Transcribe the material below exactly as it appears.

═══ Dataset rows

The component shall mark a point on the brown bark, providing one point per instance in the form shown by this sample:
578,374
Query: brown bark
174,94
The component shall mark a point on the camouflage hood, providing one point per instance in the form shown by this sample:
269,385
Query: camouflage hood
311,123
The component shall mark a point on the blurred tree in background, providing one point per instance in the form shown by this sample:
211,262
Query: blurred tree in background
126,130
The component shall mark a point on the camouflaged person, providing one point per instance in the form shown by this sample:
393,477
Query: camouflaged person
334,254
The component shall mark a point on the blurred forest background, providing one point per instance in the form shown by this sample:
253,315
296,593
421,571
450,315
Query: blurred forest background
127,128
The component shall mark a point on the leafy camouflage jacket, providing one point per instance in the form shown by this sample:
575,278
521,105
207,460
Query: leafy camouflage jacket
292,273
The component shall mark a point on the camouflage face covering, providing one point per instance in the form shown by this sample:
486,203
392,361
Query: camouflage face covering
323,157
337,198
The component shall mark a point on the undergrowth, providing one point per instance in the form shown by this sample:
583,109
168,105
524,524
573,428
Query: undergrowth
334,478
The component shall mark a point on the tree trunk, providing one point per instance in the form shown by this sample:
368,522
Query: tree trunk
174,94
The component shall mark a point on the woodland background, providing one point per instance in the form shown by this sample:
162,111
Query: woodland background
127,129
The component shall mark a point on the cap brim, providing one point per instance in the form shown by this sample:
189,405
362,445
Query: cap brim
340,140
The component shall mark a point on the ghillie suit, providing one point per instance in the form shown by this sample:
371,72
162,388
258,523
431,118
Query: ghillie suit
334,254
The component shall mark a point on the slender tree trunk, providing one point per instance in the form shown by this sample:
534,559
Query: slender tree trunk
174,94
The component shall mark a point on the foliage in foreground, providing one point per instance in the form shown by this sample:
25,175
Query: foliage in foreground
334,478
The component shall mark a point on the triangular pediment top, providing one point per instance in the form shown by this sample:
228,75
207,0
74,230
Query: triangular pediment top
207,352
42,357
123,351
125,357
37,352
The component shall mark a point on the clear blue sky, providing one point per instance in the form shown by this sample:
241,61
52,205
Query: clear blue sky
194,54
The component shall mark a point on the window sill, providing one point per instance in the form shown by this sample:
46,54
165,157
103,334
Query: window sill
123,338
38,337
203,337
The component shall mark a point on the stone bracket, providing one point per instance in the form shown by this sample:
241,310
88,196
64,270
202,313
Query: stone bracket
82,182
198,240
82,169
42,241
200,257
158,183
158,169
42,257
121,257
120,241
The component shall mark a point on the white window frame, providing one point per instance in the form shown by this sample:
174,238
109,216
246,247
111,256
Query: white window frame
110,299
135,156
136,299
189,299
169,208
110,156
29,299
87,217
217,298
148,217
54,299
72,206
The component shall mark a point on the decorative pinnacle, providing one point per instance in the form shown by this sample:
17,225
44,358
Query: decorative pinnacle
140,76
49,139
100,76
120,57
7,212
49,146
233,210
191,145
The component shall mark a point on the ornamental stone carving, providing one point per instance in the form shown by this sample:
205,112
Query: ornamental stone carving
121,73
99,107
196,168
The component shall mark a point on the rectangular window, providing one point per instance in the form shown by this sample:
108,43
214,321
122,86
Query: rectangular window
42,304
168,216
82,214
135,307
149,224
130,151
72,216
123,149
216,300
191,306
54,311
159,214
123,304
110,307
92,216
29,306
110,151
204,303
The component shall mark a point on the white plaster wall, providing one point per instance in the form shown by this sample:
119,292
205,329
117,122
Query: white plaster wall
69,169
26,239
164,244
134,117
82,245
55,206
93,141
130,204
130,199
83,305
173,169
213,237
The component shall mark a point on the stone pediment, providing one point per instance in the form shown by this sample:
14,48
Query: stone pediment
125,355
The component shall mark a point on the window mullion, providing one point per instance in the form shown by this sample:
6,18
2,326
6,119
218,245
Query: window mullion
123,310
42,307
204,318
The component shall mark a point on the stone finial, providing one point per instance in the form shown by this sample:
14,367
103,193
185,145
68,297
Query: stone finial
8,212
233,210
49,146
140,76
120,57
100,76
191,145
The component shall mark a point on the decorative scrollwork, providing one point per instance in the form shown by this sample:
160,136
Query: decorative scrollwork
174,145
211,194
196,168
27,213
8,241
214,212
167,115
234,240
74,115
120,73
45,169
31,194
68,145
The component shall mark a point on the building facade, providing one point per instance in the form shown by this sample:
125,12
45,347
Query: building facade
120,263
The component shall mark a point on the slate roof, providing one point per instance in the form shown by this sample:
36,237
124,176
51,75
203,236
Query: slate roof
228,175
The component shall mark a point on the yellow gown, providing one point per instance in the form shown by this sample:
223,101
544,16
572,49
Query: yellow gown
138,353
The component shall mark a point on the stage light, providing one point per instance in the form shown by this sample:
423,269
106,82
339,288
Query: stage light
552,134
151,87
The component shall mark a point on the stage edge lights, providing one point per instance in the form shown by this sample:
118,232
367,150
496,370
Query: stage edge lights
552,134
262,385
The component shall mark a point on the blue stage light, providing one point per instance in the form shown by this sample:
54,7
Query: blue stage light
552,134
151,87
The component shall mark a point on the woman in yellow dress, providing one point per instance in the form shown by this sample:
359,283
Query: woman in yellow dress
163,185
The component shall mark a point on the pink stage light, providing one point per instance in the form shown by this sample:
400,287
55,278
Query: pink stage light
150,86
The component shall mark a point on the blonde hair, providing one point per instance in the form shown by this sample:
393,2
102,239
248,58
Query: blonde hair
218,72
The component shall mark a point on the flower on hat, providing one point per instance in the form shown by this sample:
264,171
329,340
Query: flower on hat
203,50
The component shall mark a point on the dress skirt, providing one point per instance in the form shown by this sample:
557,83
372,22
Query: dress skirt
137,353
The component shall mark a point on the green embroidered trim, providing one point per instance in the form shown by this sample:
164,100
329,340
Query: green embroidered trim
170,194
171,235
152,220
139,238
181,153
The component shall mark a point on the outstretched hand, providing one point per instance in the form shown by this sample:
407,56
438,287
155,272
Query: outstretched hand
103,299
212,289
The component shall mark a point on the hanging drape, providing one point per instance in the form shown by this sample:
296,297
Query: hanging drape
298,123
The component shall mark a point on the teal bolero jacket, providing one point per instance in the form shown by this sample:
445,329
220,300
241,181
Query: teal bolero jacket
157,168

══════

_Expected answer_
The component shall mark a point on the brown bark, providing one point per instance in the form shown by this sample:
578,374
Query: brown bark
174,94
The component shall mark a point on the camouflage hood, providing one point per instance in the form shown by this sample:
269,385
Query: camouflage hood
311,123
The component shall mark a point on the blurred tree in background, providing one point per instance in the form shown by this sample:
211,262
Query: blurred tree in background
126,130
The component shall mark a point on the camouflaged person, providing one point per instance in the form shown by this sample:
393,477
Query: camouflaged person
334,254
The component shall mark a point on the blurred forest background, providing one point per instance in the form shown by this sample:
253,315
296,593
421,571
450,315
Query: blurred forest background
127,128
The component shall mark a point on the leafy camouflage jacket, providing one point per instance in the form shown by this sample:
575,278
521,105
207,460
Query: leafy camouflage jacket
292,273
The component shall mark a point on the camouflage face covering, providing one point per instance in the form shown by this sample:
486,203
392,361
Query: camouflage face covering
323,157
337,198
The component shall mark a point on the undergrowth, providing one point per instance in the form shown by this sample:
583,109
168,105
524,524
573,428
Query: undergrowth
334,478
The component shall mark a point on the tree trunk, providing one point per instance in the form shown by this sample:
368,522
Query: tree trunk
174,94
The component shall mark a point on the woodland background, providing one point per instance in the form shown by this sample:
162,111
Query: woodland background
127,129
The component shall mark a point on the cap brim, providing one point per instance in the form shown by this sample:
189,405
362,445
Query: cap brim
340,140
The component shall mark a point on the ghillie suit, providing one point per instance in the form shown by this sample:
371,72
162,388
258,523
431,118
Query: ghillie suit
334,254
The component shall mark a point on the slender tree trunk, providing one point per instance in the form shown by this sample:
534,559
Query: slender tree trunk
174,94
The component shall mark a point on the foliage in foreground, providing one point per instance in the form shown by this sample:
25,175
Query: foliage in foreground
334,478
The component shall mark a point on the triangular pediment top, providing one point per instance in the form shown by this sample:
228,75
207,0
74,230
Query: triangular pediment top
207,352
42,357
123,351
125,357
37,352
The component shall mark a point on the clear blue sky, providing one point per instance in the form shown by this sample:
241,61
52,205
Query: clear blue sky
194,54
The component shall mark a point on the window sill, providing one point per instance in the form shown by this sample:
46,54
165,157
103,334
Query: window sill
123,338
38,337
203,337
The component shall mark a point on the stone bracket, providing one point per instance in the form shown by this sample:
241,310
88,196
64,270
202,313
Query: stone bracket
82,182
198,240
82,169
42,241
200,257
158,183
158,169
42,257
121,257
120,241
The component shall mark a point on the white window frame, providing one point per instance in the form shown by this sample:
174,238
109,216
246,247
111,256
Query: white window frame
110,299
135,156
136,299
189,299
169,208
110,156
29,299
87,217
217,298
148,217
54,299
72,206
The component shall mark a point on the decorative pinnacle, providing one point per instance in the form shown by this sample:
17,225
44,358
Query: decorative pinnacle
140,76
49,139
100,76
120,57
7,212
49,146
233,210
191,145
The component shall mark a point on the ornamental stone carving, providing one point per instance in the form shown by this sample:
205,112
Query: ornamental stone carving
121,73
99,107
196,168
The component shall mark a point on the rectangular window, providing one point per instance in the form shown by this sample:
108,43
214,321
122,86
Query: rectangular window
42,304
168,216
82,214
135,307
149,224
130,151
72,216
123,149
216,300
191,306
54,311
159,214
123,304
110,307
92,216
29,306
110,151
204,303
The component shall mark a point on the white plaster wall, providing one point per instance in the form shown by this sample:
119,292
205,329
117,122
Query: white plaster wall
69,169
26,239
164,244
134,117
82,245
55,206
93,141
130,204
130,199
83,305
173,169
213,237
The component shall mark a point on the stone pediment, providing one point per instance in the form shown by this sample:
14,48
Query: stone pediment
125,355
The component shall mark a point on the window mullion, providing one point per instance in the form shown by this sample:
6,18
2,326
6,119
218,245
Query: window mullion
123,310
42,307
204,318
The component shall mark a point on the stone finial, providing one point per instance in the form shown by this sample:
14,367
103,193
185,145
68,297
Query: stone finial
8,212
233,210
49,146
140,76
120,57
100,76
191,145
The component shall mark a point on the decorative scrollwork, providing one point per instance in the form shown by this sample:
160,136
Query: decorative scrollwork
174,145
211,194
196,168
27,213
8,241
214,212
167,115
234,240
74,115
120,73
45,169
31,194
68,145
The component shall mark a point on the building facade, providing one point per instance in the form shown by this sample:
125,12
45,347
Query: building facade
120,263
The component shall mark a point on the slate roof, providing one point per instance in the form shown by this sample:
36,237
124,176
51,75
203,236
Query: slate roof
228,175
The component shall mark a point on the yellow gown, providing one point per instance in the form shown by this sample:
223,101
544,16
572,49
Query: yellow gown
138,353
The component shall mark a point on the stage light, providing one point per instance in the form shown by this sample:
423,269
106,82
339,288
Query: stage light
552,134
151,87
The component shall mark a point on the stage edge lights, providing one point per instance in the form shown by this sample:
118,232
367,150
496,370
Query: stage edge lights
552,134
262,385
The component shall mark a point on the blue stage light, providing one point per instance in the form shown by this sample:
54,7
Query: blue stage light
552,134
151,87
The component shall mark a point on the woman in yellow dress, providing one point per instance in the form shown by this sample:
359,283
Query: woman in yellow dress
163,185
The component shall mark a point on the pink stage light, providing one point per instance in the form shown by this sample:
400,287
55,278
Query: pink stage light
150,86
The component shall mark a point on the blonde hair, providing one point per instance in the form shown by this sample:
393,2
102,239
248,58
Query: blonde hair
218,72
The component shall mark a point on the flower on hat, providing one point per instance in the form shown by this sample:
264,171
329,340
Query: flower on hat
203,50
The component shall mark a point on the dress skirt, providing one point per instance in the form shown by this sample:
557,83
372,22
Query: dress skirt
137,353
The component shall mark a point on the green embroidered trim, providing one point per instance in the form shown by this sample:
164,100
329,340
Query: green embroidered trim
170,194
171,235
152,220
139,238
181,153
The component shall mark a point on the outstretched hand, providing one point per instance in the form shown by this sample:
407,56
438,287
155,272
Query: outstretched hand
103,299
212,289
The component shall mark a point on the hanging drape, providing one point per instance in the form shown by this sample:
296,297
Query: hanging drape
298,123
The component shall mark a point on the teal bolero jacket, providing one point per instance in the form shown by this sample:
445,329
220,300
241,181
Query: teal bolero jacket
157,168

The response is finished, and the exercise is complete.